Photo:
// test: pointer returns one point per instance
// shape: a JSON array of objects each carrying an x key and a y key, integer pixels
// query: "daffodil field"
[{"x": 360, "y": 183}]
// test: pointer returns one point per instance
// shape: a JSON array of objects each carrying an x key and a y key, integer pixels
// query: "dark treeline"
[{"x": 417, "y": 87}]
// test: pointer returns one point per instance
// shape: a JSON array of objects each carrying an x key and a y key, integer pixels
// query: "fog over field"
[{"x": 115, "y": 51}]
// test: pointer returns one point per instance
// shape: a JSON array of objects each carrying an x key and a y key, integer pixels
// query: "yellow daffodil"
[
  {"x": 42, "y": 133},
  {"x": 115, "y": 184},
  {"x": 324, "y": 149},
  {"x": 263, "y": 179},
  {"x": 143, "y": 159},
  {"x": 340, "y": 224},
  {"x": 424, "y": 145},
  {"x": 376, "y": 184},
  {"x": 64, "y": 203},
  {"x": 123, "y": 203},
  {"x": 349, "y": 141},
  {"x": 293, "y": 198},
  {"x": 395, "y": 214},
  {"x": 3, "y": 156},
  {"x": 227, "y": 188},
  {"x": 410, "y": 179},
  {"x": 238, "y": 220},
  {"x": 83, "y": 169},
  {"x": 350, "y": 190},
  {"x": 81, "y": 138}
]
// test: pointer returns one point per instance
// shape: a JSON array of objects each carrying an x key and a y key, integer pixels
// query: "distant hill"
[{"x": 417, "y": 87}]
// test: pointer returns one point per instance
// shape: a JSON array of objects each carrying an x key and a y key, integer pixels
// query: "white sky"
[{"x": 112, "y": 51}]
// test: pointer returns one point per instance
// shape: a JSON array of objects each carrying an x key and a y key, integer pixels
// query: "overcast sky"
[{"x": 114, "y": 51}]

* * *

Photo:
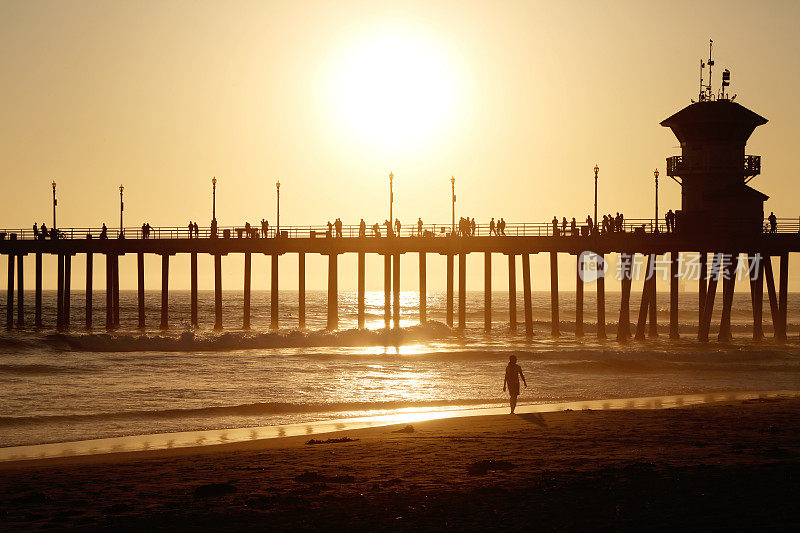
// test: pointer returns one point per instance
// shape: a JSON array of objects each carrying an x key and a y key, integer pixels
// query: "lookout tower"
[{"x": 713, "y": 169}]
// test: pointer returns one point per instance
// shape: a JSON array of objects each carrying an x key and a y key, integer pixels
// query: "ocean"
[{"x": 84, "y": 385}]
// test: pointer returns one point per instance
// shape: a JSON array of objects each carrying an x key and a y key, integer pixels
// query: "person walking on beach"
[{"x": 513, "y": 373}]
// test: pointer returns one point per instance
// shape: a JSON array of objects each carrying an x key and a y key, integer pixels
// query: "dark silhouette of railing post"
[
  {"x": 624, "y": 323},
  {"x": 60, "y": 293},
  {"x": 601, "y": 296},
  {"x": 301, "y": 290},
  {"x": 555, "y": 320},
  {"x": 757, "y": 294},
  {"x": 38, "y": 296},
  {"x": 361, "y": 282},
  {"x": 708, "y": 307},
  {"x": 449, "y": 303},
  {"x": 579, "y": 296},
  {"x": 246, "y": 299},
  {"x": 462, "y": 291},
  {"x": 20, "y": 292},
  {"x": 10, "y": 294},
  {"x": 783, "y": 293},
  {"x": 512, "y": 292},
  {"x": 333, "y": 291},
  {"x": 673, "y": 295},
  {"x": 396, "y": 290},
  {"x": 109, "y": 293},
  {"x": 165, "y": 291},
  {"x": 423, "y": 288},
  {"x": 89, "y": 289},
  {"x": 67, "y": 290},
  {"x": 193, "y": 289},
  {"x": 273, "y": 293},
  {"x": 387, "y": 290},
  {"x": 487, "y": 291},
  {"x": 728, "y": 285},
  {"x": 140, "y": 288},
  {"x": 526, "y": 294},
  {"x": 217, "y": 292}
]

### [Goal of the exercise]
Find every line in the material above that contains the word "field" and copy each one out. Case counts, so match capital and lowercase letters exactly.

### [Response for this exercise]
// query: "daffodil field"
// query: "fog over field"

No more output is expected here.